Task requirements:
Give back exactly the lines running from the line with "I see an image above. In which area is the us" to the end of the entries, and only those lines.

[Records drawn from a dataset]
* * * * * * * * *
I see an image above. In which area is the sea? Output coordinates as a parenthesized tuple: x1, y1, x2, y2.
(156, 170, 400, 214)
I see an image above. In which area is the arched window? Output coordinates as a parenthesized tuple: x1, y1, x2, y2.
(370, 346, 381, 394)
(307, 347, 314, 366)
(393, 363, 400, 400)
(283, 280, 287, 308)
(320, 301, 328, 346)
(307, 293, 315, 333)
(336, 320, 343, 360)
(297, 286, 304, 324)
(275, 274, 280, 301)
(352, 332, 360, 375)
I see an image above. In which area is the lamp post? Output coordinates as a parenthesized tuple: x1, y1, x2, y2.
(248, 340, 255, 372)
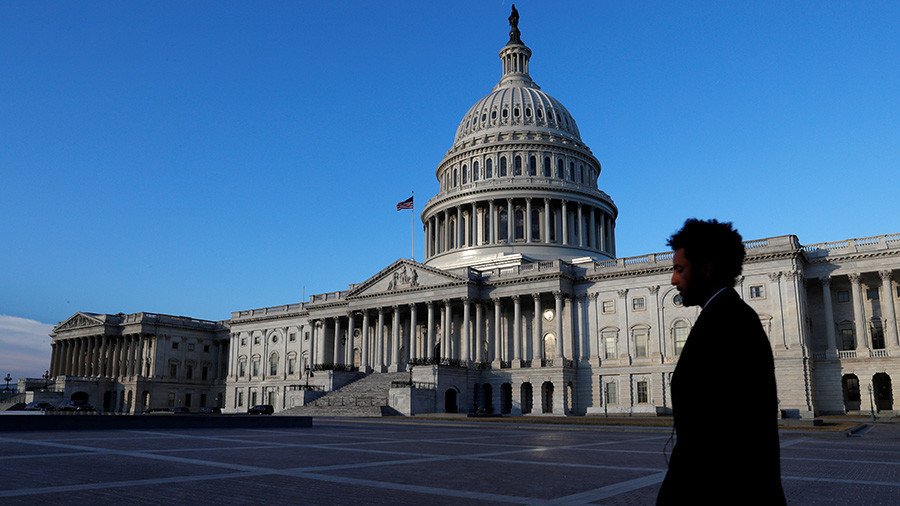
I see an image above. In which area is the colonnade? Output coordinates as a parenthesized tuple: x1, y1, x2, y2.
(424, 197, 614, 259)
(817, 270, 899, 358)
(50, 335, 153, 379)
(303, 292, 580, 372)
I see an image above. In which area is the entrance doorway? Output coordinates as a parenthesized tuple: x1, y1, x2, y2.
(873, 373, 893, 411)
(71, 391, 89, 406)
(444, 388, 458, 413)
(542, 381, 554, 413)
(500, 383, 512, 414)
(521, 382, 533, 414)
(842, 374, 861, 411)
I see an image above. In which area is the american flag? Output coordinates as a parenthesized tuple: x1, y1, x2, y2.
(396, 196, 414, 211)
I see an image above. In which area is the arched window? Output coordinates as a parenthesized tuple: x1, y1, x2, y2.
(543, 156, 551, 177)
(462, 164, 468, 184)
(453, 168, 458, 187)
(499, 209, 508, 240)
(839, 322, 855, 350)
(514, 156, 522, 176)
(556, 159, 564, 179)
(486, 158, 493, 178)
(568, 162, 575, 181)
(531, 207, 541, 240)
(499, 157, 507, 176)
(514, 208, 525, 240)
(449, 217, 457, 248)
(672, 320, 689, 355)
(473, 161, 480, 181)
(601, 328, 618, 359)
(578, 164, 583, 184)
(528, 155, 536, 176)
(269, 352, 278, 376)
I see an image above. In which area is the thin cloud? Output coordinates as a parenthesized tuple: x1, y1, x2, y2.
(0, 315, 53, 381)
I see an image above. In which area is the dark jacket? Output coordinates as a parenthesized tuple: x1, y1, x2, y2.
(657, 288, 786, 504)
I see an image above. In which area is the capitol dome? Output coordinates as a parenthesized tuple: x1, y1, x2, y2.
(421, 8, 617, 270)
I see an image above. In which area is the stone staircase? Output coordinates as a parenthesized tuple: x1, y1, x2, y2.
(278, 372, 409, 417)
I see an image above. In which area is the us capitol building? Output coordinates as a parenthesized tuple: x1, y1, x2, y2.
(46, 9, 899, 418)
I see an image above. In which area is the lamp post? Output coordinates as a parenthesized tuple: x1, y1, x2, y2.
(3, 373, 11, 392)
(868, 384, 877, 422)
(304, 364, 314, 389)
(42, 370, 51, 390)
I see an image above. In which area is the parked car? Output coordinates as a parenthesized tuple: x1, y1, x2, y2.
(56, 401, 77, 411)
(248, 404, 274, 415)
(74, 404, 95, 412)
(171, 406, 190, 414)
(24, 401, 55, 411)
(200, 406, 222, 414)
* * * * * * * * *
Answer section:
I see an image above. In which area is the us capitol building? Output coordinates as a parenthesized tuple: x1, y1, x2, y2.
(46, 9, 899, 418)
I see an image above. In which area is the lamp post? Output coordinates as a parenthesized tuple: x1, y1, x2, y2.
(3, 373, 11, 392)
(868, 384, 877, 422)
(304, 364, 314, 389)
(42, 370, 51, 390)
I see an image above. In which area is the parked car? Output coordinates as a parenthesized tuple: x1, y1, x2, y2.
(56, 401, 77, 411)
(248, 404, 274, 415)
(74, 404, 95, 412)
(171, 406, 190, 414)
(24, 401, 55, 411)
(200, 406, 222, 414)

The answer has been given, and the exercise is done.